Your assignment: Only one stretch of the listing below is wanted: the line with "Target: shrub with green leaves" and all lines after it. Reproduce that stretch exactly.

★ ★ ★

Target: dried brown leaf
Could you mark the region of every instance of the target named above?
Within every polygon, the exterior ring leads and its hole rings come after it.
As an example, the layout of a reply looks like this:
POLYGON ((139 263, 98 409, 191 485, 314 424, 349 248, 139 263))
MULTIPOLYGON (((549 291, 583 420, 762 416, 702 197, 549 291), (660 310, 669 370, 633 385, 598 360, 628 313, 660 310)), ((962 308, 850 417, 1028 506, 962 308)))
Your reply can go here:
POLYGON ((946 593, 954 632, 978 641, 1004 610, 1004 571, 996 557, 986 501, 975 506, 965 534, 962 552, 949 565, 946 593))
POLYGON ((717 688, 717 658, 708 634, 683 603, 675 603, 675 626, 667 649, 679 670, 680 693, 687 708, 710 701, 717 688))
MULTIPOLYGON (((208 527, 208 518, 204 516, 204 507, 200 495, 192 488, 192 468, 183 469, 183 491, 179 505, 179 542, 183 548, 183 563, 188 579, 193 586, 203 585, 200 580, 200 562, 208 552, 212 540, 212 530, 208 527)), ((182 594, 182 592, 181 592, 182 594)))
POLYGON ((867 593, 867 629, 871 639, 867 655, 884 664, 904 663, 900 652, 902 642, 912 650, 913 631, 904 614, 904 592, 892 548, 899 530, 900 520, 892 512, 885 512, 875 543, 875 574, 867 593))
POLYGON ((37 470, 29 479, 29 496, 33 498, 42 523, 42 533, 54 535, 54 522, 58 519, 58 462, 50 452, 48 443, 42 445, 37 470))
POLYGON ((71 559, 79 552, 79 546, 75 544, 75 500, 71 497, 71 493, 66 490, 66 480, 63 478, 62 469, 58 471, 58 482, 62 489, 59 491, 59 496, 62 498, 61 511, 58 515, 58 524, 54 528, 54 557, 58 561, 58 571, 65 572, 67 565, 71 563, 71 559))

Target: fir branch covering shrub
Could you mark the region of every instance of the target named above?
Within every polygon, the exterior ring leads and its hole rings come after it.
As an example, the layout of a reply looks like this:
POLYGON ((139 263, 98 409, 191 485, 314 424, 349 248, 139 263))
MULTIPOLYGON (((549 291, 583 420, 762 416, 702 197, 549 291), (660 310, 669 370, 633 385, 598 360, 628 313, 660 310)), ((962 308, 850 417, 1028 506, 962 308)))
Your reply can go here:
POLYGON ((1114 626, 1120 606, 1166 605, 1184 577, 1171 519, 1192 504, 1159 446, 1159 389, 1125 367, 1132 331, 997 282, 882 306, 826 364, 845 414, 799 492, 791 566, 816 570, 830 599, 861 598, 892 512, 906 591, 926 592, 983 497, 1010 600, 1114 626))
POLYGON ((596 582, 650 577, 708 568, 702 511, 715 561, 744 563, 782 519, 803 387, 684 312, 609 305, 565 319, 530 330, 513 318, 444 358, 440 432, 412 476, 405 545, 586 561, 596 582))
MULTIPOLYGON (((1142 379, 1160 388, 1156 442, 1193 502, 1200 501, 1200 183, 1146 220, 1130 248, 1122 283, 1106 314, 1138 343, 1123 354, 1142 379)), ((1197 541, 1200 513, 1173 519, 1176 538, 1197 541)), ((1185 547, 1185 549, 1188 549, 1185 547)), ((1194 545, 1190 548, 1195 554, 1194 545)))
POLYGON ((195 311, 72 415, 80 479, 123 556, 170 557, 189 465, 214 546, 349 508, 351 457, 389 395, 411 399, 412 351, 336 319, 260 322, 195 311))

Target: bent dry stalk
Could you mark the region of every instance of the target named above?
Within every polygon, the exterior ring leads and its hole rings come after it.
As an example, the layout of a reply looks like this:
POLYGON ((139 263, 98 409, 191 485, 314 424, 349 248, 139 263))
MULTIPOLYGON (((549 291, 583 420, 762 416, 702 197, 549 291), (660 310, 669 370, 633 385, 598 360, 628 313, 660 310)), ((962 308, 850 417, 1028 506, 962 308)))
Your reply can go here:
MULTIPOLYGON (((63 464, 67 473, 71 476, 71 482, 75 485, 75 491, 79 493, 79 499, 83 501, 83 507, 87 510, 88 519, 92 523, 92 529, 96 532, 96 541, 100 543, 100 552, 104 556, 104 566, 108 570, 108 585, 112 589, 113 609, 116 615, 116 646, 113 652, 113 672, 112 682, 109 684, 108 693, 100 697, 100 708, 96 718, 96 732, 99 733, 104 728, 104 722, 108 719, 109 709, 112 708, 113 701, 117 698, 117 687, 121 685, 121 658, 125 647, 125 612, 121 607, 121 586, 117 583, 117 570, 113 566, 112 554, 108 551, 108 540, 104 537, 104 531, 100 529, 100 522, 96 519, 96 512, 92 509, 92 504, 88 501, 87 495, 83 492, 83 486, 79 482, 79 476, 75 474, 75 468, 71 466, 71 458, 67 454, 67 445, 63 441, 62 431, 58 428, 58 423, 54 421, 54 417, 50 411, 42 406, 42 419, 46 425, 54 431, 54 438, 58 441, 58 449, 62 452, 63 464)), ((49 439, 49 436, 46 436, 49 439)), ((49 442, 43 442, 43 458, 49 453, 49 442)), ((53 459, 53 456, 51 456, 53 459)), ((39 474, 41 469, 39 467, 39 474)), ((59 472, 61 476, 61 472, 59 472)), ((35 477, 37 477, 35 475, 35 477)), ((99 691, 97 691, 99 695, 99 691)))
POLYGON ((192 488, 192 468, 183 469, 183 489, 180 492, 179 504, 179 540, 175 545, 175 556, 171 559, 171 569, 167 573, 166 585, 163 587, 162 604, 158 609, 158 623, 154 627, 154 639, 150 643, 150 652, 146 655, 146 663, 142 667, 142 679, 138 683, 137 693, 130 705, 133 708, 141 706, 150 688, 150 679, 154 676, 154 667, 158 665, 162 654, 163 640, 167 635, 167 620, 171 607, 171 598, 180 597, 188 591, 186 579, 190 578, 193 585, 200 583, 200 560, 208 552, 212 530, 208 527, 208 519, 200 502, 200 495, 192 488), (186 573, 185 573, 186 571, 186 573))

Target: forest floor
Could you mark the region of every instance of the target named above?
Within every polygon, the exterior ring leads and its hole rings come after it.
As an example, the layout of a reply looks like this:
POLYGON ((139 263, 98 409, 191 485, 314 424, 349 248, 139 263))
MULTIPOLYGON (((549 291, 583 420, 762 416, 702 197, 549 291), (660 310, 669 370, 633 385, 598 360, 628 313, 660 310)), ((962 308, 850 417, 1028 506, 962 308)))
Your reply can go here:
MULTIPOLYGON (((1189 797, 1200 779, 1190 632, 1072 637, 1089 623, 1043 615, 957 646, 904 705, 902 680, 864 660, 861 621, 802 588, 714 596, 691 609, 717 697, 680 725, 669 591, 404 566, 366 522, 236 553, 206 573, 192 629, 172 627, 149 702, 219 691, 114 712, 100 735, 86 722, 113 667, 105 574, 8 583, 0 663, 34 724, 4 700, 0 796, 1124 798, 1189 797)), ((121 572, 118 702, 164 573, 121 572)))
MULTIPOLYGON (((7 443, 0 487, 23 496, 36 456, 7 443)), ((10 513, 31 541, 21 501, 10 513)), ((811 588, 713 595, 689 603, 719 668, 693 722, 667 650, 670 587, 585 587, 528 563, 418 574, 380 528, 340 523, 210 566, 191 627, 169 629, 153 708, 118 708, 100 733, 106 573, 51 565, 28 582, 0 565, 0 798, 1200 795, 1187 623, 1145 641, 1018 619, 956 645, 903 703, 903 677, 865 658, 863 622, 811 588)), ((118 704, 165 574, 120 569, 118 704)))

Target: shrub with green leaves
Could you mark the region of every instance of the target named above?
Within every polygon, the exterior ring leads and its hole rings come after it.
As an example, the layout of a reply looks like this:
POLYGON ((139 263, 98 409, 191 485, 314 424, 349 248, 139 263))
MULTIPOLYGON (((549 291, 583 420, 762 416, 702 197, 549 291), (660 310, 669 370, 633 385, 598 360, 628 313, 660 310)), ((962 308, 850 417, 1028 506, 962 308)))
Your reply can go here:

★ ★ ★

Answer box:
Target: shrub with green leaves
Could you mark the region of every instance of the target named above?
Within every polygon, the exterior ring leads and its hole rings come after it.
As an example, the layout of a reply looks like this:
POLYGON ((139 263, 98 409, 191 485, 314 424, 349 248, 139 263))
MULTIPOLYGON (((549 291, 583 420, 762 416, 702 197, 549 291), (660 310, 669 370, 633 385, 598 360, 628 313, 660 310)), ((962 308, 850 417, 1028 506, 962 308)))
Your reply can go here:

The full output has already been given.